Work instructions >> Recast part of the listing as a Markdown table with the columns Row and Line, numbering each line and leaving out blank ones. Begin at the line that contains "# mark one dot per instance, written like column 298, row" and stop after the line that contains "column 462, row 161".

(Coordinate annotation records)
----------
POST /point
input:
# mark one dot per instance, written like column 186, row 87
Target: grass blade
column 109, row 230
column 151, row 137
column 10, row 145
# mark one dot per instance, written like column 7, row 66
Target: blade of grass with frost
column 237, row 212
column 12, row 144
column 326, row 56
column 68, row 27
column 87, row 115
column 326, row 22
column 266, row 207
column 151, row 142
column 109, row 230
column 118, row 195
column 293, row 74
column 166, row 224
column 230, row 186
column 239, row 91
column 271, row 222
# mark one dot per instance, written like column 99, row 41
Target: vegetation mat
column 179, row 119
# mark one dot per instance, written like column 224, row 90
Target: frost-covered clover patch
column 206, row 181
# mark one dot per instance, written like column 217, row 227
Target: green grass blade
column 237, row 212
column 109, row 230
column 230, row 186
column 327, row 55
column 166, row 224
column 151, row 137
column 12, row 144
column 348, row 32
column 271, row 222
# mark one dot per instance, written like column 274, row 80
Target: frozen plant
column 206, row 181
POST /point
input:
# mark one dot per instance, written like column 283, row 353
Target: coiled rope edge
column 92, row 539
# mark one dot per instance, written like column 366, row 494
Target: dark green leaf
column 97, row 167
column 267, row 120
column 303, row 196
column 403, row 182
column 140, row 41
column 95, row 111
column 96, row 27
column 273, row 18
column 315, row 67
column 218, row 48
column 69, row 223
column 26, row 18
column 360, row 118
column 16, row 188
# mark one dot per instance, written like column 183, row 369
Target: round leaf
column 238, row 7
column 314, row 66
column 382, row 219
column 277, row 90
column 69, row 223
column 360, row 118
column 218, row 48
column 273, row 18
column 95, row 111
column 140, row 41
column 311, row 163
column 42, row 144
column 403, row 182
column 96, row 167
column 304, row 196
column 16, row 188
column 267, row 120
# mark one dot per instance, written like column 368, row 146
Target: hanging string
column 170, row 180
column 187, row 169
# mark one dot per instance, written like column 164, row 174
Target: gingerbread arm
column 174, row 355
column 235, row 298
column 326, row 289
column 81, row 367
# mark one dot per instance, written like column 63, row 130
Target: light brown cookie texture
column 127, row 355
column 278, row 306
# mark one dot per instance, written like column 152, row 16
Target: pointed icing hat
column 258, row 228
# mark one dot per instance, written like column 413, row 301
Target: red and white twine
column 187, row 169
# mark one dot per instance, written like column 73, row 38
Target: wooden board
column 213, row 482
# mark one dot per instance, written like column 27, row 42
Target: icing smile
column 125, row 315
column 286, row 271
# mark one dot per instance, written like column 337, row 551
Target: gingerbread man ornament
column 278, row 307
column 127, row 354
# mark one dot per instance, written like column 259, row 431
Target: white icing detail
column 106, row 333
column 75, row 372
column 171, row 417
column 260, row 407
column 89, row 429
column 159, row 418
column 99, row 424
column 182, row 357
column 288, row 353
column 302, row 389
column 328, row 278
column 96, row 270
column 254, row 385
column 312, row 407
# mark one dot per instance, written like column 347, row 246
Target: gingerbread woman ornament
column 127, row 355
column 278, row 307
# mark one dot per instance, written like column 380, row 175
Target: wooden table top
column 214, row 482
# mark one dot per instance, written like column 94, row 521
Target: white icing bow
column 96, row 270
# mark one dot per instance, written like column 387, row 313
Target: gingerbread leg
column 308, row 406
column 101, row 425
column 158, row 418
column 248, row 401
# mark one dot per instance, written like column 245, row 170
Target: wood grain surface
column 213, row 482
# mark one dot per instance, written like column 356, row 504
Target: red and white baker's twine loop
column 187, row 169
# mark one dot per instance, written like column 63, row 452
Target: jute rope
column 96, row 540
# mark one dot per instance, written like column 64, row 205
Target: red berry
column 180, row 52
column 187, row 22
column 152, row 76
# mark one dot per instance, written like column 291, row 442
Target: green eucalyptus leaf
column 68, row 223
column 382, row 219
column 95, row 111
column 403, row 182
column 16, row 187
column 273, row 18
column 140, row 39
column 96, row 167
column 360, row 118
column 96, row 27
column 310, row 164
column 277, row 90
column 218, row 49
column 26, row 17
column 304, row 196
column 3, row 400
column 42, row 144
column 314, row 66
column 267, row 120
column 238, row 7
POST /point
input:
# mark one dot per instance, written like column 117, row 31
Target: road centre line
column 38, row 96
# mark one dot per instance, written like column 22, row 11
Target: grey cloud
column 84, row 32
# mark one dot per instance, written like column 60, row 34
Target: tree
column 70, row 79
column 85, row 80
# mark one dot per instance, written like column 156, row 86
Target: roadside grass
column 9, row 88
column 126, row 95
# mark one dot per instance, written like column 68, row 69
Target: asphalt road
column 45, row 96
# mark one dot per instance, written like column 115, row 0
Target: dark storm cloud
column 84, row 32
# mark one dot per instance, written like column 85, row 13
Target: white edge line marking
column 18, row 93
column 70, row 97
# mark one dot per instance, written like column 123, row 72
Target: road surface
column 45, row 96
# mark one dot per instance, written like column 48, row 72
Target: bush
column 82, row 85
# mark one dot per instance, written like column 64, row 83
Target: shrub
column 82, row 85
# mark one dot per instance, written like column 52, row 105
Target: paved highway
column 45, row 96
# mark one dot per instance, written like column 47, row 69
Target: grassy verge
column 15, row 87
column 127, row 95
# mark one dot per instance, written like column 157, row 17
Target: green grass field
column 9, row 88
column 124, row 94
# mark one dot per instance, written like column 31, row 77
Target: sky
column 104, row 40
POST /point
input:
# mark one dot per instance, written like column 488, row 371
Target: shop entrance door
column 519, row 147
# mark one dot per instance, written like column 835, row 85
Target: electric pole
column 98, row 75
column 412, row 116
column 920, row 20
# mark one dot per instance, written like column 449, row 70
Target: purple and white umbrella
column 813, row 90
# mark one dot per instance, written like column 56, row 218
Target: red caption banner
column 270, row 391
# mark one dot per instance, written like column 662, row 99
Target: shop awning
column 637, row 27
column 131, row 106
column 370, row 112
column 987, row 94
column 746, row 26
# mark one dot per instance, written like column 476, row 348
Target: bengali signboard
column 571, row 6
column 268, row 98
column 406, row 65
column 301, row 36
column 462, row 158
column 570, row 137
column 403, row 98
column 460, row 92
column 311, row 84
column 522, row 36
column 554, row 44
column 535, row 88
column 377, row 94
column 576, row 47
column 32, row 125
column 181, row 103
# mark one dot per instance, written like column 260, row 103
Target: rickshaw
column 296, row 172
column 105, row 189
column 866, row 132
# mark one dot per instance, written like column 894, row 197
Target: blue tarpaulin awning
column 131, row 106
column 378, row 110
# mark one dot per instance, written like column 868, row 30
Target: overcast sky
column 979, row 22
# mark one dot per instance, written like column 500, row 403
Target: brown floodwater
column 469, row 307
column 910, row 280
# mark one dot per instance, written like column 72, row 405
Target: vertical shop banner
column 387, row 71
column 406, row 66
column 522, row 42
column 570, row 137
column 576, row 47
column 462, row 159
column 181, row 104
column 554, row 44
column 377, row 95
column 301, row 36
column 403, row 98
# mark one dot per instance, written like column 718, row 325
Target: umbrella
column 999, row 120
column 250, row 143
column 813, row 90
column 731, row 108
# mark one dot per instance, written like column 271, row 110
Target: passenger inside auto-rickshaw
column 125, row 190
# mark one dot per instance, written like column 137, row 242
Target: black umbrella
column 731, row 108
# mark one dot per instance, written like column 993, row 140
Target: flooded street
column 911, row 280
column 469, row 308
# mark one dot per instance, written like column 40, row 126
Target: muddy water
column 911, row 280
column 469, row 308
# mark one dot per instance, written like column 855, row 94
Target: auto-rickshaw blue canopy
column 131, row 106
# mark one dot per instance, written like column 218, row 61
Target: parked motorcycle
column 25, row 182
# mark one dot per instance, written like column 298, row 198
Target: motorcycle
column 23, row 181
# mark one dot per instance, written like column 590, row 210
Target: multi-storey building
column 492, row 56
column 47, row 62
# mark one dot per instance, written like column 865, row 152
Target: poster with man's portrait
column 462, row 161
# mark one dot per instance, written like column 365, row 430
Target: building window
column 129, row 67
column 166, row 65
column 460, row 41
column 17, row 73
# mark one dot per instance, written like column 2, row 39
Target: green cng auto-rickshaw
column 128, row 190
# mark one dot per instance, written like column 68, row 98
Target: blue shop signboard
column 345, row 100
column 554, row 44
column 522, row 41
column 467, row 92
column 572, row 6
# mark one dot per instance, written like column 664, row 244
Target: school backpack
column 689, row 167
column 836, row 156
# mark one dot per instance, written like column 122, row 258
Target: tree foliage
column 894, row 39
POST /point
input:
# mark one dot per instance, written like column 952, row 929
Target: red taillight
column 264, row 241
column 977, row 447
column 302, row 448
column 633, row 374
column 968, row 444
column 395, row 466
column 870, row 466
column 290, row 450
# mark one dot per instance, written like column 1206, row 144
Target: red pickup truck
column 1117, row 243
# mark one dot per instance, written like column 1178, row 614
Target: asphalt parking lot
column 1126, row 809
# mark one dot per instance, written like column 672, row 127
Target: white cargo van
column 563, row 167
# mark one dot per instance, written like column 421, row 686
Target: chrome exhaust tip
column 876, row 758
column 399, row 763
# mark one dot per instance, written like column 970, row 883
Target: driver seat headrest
----------
Task response >>
| Row | Line |
|---|---|
| 1 | # mark one dot per instance, written like column 298, row 198 |
| 2 | Target: motorcycle |
| 3 | column 23, row 181 |
| 4 | # mark one dot per instance, written like column 590, row 210 |
| 5 | Target: multi-storey building |
| 6 | column 492, row 56 |
| 7 | column 47, row 62 |
| 8 | # mark one dot per instance, written like column 865, row 152 |
| 9 | Target: poster with man's portrait |
| 10 | column 462, row 161 |